***** Records for this task

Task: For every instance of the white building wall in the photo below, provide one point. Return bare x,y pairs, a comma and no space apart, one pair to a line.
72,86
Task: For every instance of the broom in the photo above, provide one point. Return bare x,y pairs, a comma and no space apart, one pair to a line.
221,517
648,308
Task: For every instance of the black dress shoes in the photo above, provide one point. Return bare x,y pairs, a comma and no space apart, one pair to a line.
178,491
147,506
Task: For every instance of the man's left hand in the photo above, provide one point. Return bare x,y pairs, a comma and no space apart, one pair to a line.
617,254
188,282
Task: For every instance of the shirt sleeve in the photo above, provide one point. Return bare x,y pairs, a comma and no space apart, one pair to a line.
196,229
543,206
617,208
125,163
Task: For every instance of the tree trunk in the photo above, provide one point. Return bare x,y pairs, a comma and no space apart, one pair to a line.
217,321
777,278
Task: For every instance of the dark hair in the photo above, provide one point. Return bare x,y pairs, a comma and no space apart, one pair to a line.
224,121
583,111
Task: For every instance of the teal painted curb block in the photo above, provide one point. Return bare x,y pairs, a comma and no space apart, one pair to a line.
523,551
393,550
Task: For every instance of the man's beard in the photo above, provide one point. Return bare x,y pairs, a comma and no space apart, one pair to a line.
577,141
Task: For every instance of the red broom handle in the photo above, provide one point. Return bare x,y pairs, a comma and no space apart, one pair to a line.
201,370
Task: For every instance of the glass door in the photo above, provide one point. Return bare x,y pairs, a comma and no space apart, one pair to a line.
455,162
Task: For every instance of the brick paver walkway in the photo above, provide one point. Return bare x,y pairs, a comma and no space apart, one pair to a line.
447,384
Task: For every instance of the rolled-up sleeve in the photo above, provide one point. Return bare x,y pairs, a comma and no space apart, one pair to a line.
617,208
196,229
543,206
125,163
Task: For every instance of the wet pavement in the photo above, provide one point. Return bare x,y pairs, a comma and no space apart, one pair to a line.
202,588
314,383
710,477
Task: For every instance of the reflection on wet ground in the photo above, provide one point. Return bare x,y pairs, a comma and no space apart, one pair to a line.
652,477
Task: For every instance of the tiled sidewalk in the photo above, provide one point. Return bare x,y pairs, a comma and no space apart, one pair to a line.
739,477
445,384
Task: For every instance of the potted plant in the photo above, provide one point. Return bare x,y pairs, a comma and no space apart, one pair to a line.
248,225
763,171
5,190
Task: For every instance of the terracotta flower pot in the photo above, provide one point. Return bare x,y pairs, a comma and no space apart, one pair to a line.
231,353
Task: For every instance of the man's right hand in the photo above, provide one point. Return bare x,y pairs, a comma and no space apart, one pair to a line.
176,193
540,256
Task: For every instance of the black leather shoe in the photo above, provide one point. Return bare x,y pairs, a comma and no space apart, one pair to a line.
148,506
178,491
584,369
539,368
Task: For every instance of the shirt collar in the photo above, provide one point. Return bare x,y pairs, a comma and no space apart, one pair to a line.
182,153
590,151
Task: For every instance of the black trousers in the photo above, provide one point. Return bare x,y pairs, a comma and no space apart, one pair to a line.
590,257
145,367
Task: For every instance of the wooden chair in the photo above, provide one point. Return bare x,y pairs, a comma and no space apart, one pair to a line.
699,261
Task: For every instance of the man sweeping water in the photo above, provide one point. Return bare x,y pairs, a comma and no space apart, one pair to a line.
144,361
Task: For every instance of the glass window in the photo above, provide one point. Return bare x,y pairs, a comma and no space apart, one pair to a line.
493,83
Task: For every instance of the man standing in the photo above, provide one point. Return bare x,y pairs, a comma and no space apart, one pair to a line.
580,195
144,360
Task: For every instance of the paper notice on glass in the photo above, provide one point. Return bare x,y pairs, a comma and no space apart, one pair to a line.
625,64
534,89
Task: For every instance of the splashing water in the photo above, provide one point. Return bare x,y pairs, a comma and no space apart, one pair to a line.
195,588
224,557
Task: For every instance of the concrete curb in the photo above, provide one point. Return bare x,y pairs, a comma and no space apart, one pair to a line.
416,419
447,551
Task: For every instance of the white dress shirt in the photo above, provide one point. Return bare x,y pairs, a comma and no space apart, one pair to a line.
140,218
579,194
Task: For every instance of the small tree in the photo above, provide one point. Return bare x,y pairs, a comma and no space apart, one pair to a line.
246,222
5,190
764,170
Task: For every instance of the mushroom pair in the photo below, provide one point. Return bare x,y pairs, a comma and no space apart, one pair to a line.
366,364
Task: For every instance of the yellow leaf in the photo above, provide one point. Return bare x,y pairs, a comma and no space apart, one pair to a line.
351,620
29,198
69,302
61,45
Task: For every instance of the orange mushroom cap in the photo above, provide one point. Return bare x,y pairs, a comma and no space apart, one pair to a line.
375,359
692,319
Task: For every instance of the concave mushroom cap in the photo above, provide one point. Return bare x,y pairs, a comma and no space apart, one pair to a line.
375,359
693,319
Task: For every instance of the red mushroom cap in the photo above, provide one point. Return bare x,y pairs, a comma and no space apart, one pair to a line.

**********

Written problem -
Print the records above exactly as they appear.

Solution -
Task: For every instance of the white building wall in the photo below, provide one point. Return bare x,y pairs, a comma and no space apart, one pair to a line.
72,86
Task: For every instance of the broom in the photo above, provide one point. Return bare x,y pairs, a comma and no space apart, one pair to a line.
221,517
648,308
Task: For every instance of the black dress shoes in the photo above, provide one point. Return bare x,y pairs, a comma and no space apart, one pair to a line.
178,491
147,506
Task: For every instance of the man's left hand in the photo above, provide one point. Return bare x,y pairs, a comma and no space apart, one pair to a line.
617,254
188,282
Task: For every instance of the shirt sleeve in the photo above, provide one point. Return bare x,y pairs, a comma and no space apart, one pair to a line.
196,229
543,206
617,208
125,163
Task: For every instance of the tree trunk in the photo above, provide one point. Return bare x,y pairs, a comma and no space apart, one pair to a line.
217,321
777,278
Task: For every instance of the dark hair in the photo above, provide one point. Return bare x,y pairs, a comma and no space apart, one pair to a line.
224,121
583,111
Task: For every instance of the teal painted curb block in the photo above, provide one point. Return bare x,y pairs, a comma and no space apart, one pair to a line.
523,551
393,550
Task: For every instance of the man's beard in the photo above, provide one point. Return bare x,y pairs, a comma and no space apart, one pair to a line.
577,141
Task: For every instance of the red broom handle in the photo above, provide one point. Return bare x,y pairs, a comma and no space apart, one pair to a line.
201,370
Task: For every instance of the glass door in the photo above, provide one point. Return bare x,y pairs, a comma and no space apart, one pair to a line.
455,162
Task: For every instance of the brick paver walkway in the photo above, provide one point. Return bare x,y pairs, a comma and no space apart, one pair to a line.
447,384
Task: For every instance of the rolled-up sleeve in the photo above, provide one point. Return bare x,y pairs, a comma and no space apart, one pair to a line.
617,208
196,229
543,206
125,163
Task: For every instance of the wet pavement in the photo above, provide one point. Return bare x,y pairs, a comma and no space apart, one pair to a line.
202,588
314,383
710,477
Task: For every instance of the reflection on wet ground in the photo above, provide one point. Return bare x,y pairs, a comma and no space apart, one pair to a line.
652,477
Task: For every instance of the tiled sidewalk in the photo above, provide one point. Return bare x,y pairs, a comma and no space apart, one pair to a line.
739,477
445,384
Task: For every instance of the potted plant in the photo above, provide one point. Return bare x,y pairs, a comma and no space apart, one pair to a line.
248,225
763,171
5,190
Task: For every instance of the terracotta flower pot in the photo above, provide one point. Return bare x,y pairs, a comma and no space apart, one pair to a line.
231,353
Task: For every instance of the man's right hand in the photo above, provide one point. Return bare x,y pairs, a comma and no space apart, one pair to a line.
176,193
540,256
Task: For every instance of the black leather shoe in the photo above, provide one point. Return bare x,y pairs, a comma and no space apart, one pair to a line.
148,506
178,491
584,369
539,368
Task: For every instance of the shirt collar in the photo above, provide one point. Return bare x,y pairs, a comma and no space apart, one pair to a line.
182,153
590,151
Task: For every instance of the black trousers in the photo above, provide one point. Return bare x,y pairs, a comma and no space apart, one pair to a line.
590,257
145,367
Task: For every instance of the wooden chair in the photo above, provide one point. Return bare x,y pairs, a comma and no space apart, one pair to a line.
699,261
Task: For every instance of the man sweeping water in the photo above, provide one point. Return bare x,y pairs, a comma and no space apart, one pair to a line.
144,361
Task: For every instance of the glass window in the photo above, provide one point. Return bare x,y pairs, a comma and no space apart, one pair to a line.
493,83
Task: For every instance of the man standing in the photo above, provide one point. Return bare x,y pairs, a comma and no space apart, one pair to a line.
580,195
144,360
Task: For every instance of the paper notice on glass in the photo above, provide one point. Return bare x,y pairs, a comma and no space apart, one pair to a line.
625,64
534,89
Task: For every instance of the splashing water in the photo above, provide one point. Return bare x,y pairs, a comma and no space apart, one pair to a line.
195,588
224,557
Task: For every instance of the concrete curb in the photo above, provide one point. Return bare x,y pairs, a comma and no space apart, one pair to a line.
416,419
447,551
Task: For every instance of the white dress shirt in the photo above, provide one point. Return bare x,y pairs, a comma and no space apart, one pair to a line.
140,218
579,194
Task: For every instance of the small tree in the photo above, provide one point. Return bare x,y pairs, a comma and no space apart, one pair to a line.
246,222
5,190
764,170
Task: For every instance of the mushroom pair in the photo below, provide one point. Return bare x,y pairs, a comma and no space apart, one pair to a line.
366,364
Task: For every instance of the yellow leaf in the photo above, provide one point. Return bare x,y pairs, a comma and no space apart, one pair to a line.
351,620
29,198
69,302
61,45
Task: For every instance of the orange mushroom cap in the photo above, provide one point. Return bare x,y pairs, a comma and no space apart, one pair to a line.
375,359
692,319
Task: For every instance of the concave mushroom cap in the photo above, provide one point. Return bare x,y pairs, a comma and no space apart, one pair to a line.
375,359
693,319
Task: For every instance of the red mushroom cap in the photo above, provide one point. Return bare x,y pairs, a comma and no space apart, one pair to a line.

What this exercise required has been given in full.